== Task requirements ==
From the first line to the last, print the records exactly.

== Data in this exercise ==

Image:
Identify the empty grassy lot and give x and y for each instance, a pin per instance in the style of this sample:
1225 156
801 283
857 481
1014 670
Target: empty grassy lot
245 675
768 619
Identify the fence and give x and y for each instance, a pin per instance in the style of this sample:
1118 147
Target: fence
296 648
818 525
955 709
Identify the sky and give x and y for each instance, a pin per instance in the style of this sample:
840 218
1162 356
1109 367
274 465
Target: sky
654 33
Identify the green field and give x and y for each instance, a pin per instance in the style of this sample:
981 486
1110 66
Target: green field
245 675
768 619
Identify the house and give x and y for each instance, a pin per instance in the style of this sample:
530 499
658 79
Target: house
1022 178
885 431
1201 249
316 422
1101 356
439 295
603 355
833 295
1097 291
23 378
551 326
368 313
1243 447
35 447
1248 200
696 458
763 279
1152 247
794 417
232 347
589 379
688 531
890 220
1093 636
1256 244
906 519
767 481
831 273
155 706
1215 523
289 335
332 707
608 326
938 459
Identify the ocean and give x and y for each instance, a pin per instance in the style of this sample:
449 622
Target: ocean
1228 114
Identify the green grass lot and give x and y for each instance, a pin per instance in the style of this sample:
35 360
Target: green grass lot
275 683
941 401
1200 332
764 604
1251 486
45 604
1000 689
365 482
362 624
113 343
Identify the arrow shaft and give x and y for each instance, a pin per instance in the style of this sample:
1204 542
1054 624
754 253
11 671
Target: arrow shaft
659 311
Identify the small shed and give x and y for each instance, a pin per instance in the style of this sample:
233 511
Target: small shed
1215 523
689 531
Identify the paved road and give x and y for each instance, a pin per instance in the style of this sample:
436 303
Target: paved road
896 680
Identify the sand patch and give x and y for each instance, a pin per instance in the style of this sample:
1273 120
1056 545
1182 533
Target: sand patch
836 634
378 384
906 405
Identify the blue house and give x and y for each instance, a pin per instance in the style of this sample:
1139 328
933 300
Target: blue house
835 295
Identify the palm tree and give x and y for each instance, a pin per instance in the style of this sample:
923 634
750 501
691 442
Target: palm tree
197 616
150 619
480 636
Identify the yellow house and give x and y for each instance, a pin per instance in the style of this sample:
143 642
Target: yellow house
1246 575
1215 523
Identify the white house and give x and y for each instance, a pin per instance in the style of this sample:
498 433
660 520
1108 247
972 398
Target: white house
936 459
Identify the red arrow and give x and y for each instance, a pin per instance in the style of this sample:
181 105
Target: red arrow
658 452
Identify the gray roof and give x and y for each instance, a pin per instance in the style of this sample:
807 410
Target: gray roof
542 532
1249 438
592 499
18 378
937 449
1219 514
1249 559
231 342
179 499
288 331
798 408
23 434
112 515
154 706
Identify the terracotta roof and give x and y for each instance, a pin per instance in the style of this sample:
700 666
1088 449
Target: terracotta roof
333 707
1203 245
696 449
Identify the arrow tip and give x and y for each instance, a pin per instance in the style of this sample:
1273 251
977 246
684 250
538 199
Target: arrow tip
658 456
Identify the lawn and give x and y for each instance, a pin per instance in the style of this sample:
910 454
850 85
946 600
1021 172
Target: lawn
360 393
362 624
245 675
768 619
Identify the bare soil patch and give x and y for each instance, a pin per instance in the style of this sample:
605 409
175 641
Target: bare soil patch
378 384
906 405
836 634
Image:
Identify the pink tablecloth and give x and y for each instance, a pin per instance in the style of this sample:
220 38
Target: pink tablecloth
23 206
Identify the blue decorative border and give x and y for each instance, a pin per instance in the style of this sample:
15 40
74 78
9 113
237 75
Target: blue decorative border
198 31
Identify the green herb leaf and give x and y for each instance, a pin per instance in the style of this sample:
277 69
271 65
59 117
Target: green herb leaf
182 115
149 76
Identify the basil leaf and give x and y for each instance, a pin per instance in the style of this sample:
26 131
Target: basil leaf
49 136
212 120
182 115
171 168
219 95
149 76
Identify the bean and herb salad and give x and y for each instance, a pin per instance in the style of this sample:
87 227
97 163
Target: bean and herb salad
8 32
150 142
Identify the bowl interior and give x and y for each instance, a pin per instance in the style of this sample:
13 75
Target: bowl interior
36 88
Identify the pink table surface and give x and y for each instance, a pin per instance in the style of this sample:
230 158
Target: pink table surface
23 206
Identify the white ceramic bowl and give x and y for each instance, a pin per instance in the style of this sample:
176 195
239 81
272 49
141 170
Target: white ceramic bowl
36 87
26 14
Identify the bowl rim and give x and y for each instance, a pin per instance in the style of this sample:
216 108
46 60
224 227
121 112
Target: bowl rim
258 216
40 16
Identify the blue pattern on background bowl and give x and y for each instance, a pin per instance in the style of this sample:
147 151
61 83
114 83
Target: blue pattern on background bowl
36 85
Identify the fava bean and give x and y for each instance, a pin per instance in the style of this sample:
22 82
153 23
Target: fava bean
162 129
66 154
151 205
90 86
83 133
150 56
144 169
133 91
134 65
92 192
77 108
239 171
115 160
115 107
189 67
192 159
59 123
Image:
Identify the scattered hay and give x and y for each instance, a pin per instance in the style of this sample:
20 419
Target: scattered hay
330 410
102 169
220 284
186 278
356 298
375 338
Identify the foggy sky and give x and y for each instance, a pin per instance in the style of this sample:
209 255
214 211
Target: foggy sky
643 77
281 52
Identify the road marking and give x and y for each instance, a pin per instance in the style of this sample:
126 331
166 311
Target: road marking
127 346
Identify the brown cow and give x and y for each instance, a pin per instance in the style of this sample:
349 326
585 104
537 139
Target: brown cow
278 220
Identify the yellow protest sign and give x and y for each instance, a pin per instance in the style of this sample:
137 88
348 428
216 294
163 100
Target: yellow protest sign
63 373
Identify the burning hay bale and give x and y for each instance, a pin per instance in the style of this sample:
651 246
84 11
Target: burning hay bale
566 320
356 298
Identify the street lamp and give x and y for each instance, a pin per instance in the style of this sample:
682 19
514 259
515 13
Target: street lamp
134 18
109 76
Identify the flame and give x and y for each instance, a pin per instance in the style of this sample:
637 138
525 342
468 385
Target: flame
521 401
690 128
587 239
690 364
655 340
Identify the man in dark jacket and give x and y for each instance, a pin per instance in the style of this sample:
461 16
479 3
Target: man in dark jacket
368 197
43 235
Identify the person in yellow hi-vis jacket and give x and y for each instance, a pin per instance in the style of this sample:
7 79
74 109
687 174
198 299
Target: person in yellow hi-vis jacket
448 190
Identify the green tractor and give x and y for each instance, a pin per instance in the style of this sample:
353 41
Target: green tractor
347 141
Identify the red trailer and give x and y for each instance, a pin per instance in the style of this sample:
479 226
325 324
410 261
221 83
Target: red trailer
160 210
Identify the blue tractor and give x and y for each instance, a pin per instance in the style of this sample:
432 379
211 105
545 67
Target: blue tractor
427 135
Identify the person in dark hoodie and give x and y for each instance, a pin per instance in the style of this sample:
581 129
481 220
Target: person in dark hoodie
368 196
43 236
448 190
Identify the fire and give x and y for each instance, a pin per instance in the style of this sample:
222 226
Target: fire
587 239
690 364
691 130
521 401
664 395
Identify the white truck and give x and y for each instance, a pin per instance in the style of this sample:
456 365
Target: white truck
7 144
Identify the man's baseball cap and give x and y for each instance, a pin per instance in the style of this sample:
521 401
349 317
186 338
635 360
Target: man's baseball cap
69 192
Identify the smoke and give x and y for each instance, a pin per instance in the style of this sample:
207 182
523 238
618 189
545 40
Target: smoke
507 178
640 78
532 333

== Exercise answer ==
Image:
Identify the empty grassy lot and give x and y for each instance, a pin per instance in the style of this sample:
1225 156
801 283
857 481
1014 670
Target: empty grassy lot
245 675
768 619
Identify the fence and give x and y for each instance, a pin per instance in the style of this sample:
1118 147
Target: fence
296 648
818 525
955 709
Identify the sky and give x and y for each instance, a pin per instance in the style of this sample:
840 218
1162 356
1109 367
274 465
Target: sky
654 33
Identify the green field and give x and y for each instance, a pin per instance in the style of this sample:
981 486
1110 66
Target: green field
245 675
768 619
Identify the house and give x and y for each instance, a pin per instance in the style of this sample:
530 499
658 79
Target: house
1022 178
885 431
1201 249
316 422
1101 356
439 295
603 355
833 295
1097 291
23 378
551 326
368 313
1243 447
35 447
1248 200
696 458
763 279
1152 247
794 417
232 347
589 379
688 531
890 220
1093 636
1256 244
906 519
767 481
831 273
155 706
1215 523
289 335
332 707
608 326
938 459
Identify the ocean and give x and y for each instance, a pin per instance in the style of this sample:
449 622
Target: ocean
1228 114
Identify the green grass lot and give x and y for each instance, a pin per instance in the style of this sample:
35 360
Target: green grass lot
275 683
941 401
1200 332
764 604
1251 486
45 604
1000 689
365 482
362 624
113 343
Identify the arrow shaft and give x and y for each instance, a pin per instance in the style of this sample:
1204 542
1054 624
754 253
11 671
Target: arrow shaft
659 311
Identify the small shed and give x and y for each instance, a pin per instance in the style of this sample:
233 511
Target: small shed
1215 523
689 531
Identify the paved road and give x and y for each instance, a pin per instance in the style of this sample:
436 303
Target: paved road
896 680
Identify the sand patch and give x and y for each instance, a pin per instance in the style of this sample:
1273 120
1056 545
1182 533
Target: sand patch
836 634
378 384
906 405
Identify the blue house and give x and y for each instance, a pin per instance in the style of this sample:
1139 328
933 300
Target: blue house
835 295
Identify the palm tree and give x and y for each instance, a pin per instance in the style of this sample:
923 634
750 501
691 442
Target: palm tree
197 616
150 619
480 636
Identify the yellow house and give x and y for each instance, a pin per instance in the style of this sample:
143 642
Target: yellow house
1246 575
1215 523
Identify the white house and give x and y for each instance, a pin per instance in the style of this sample:
498 433
660 520
1108 247
972 398
Target: white house
936 459
Identify the red arrow and give x and y for each instance, a pin per instance in the style of this sample:
181 105
Target: red arrow
658 452
Identify the gray roof and give x and y for each instance, a pin per instance in the style of this sample:
807 410
Target: gray roof
542 532
1249 438
592 499
18 378
937 449
1219 514
1249 559
231 342
179 499
288 331
798 408
23 434
112 515
154 706
Identify the terracotta roof and give x and y for each instance, a pin per instance in the style of this sample:
700 666
1088 449
Target: terracotta roof
333 707
1203 245
696 449
Identify the arrow tip and give x and y for each instance, a pin per instance in the style of this sample:
1273 251
977 246
684 250
538 199
Target: arrow tip
658 456
Identify the lawn and give x and y for each instance, a pin per instance in the style of this sample:
910 454
850 85
946 600
1021 172
Target: lawn
360 393
362 624
245 675
768 619
Identify the bare soil patch and give x and y for each instance, a pin per instance in the style of this sample:
605 409
175 641
Target: bare soil patch
378 384
906 405
836 634
Image:
Identify the pink tablecloth and give x and y for each instance, a pin per instance in the style of this sample:
220 38
Target: pink tablecloth
23 206
Identify the blue decorative border and give x and y for each instance, a pin per instance in the style of this sample:
15 40
74 78
9 113
237 75
Target: blue decorative border
198 31
Identify the green herb leaf and give x and y for each instance, a pin per instance in the style of this sample:
277 69
271 65
59 117
Target: green herb leaf
182 115
149 76
Identify the basil leaf and give x and y for each instance, a pin per instance in the style of this sample:
26 131
Target: basil leaf
49 136
212 120
182 115
171 168
219 95
149 76
Identify the bean and herb salad and give x and y for each instance, a pin per instance in the style of this sample:
87 227
97 163
Target: bean and herb salad
8 32
150 142
Identify the bowl interior and give x and y for each instance, a pin per instance in the style of this sample:
13 75
Target: bowl interior
36 88
Identify the pink table surface and give x and y for each instance, a pin per instance in the style of this sample:
230 158
Target: pink table surface
23 206
Identify the white ceramic bowl and give x and y for each instance, a pin per instance in the style of this sample:
176 195
239 81
272 49
141 170
Target: white ceramic bowl
36 87
26 14
Identify the bowl rim and give x and y for each instance, a pin per instance in the style of this sample:
216 108
46 60
224 227
121 112
Target: bowl rim
258 216
40 16
Identify the blue pattern on background bowl and give x and y for each instance, a pin per instance in the style of this sample:
147 151
61 83
114 83
Target: blue pattern on background bowl
36 85
Identify the fava bean and give x and y for each instance, a pin per instance in the style of this sample:
22 82
153 23
Target: fava bean
162 129
66 154
151 205
90 86
83 133
150 56
144 169
133 91
134 65
92 192
77 108
239 171
115 160
115 107
189 67
192 159
59 123
Image:
Identify the scattered hay and give x and y for each instance, a pin per instance in the style of this sample:
20 419
Target: scattered hay
330 410
102 169
220 284
186 278
356 298
375 338
Identify the foggy sky and give x and y for each instance, a pin per instance in the style of this sample:
209 255
214 211
Target: foggy sky
643 77
281 52
Identify the road marking and give x and y for each instance, a pin per instance in the style of this sample:
126 331
166 311
Target: road marking
127 346
Identify the brown cow and give x and y for each instance, a pin per instance in the style of this sample:
349 326
585 104
537 139
Target: brown cow
278 220
Identify the yellow protest sign and give x and y for each instance, a pin per instance in the style of this sample:
137 88
348 428
216 294
163 100
Target: yellow protest sign
63 373
Identify the burning hay bale and give x and y for each instance, a pin per instance in the style of this sample:
651 246
84 11
Target: burning hay bale
566 320
356 298
Identify the street lamp and give x and y for each instance, a pin per instance in the style of this sample:
682 19
514 259
515 13
Target: street lamp
134 18
109 76
Identify the flame and give x and y for each instance, a pin per instance in the style of this sample:
637 138
525 342
468 385
Target: flame
521 401
690 128
587 239
690 364
655 340
Identify the man in dark jacket and give x and y for each instance, a pin per instance in the style of this sample:
461 16
479 3
Target: man in dark jacket
368 197
43 235
Identify the person in yellow hi-vis jacket and give x and y for each instance, a pin per instance in the style of this sample:
7 79
74 109
687 174
198 299
Target: person in yellow hi-vis jacket
448 190
Identify the green tractor and give x and y for each instance, a pin per instance in the style of this sample:
353 41
Target: green tractor
347 141
Identify the red trailer and give x and y for each instance, a pin per instance in the style of this sample:
479 226
325 324
410 261
221 83
Target: red trailer
160 210
Identify the blue tractor and give x and y for each instance, a pin per instance in the style of this sample:
432 379
211 105
545 67
Target: blue tractor
427 135
Identify the person in dark hoodie and give x and y for each instance, a pin per instance in the style of this sample:
581 129
481 220
Target: person in dark hoodie
368 196
43 236
448 190
Identify the fire and give x and y for each instance, a pin per instance in the style of this sample:
222 226
Target: fire
587 239
690 364
691 130
521 401
664 395
Identify the white truck and give x and y for each instance, a pin per instance in the style of this sample:
456 365
Target: white truck
7 144
Identify the man's baseball cap and give x and y for each instance, a pin per instance in the style of this sample:
521 401
349 317
186 338
635 360
Target: man's baseball cap
69 192
Identify the smoke and give x and y for each instance, a pin per instance in the style of this sample:
207 182
523 238
618 189
545 40
Target: smoke
507 178
640 78
532 333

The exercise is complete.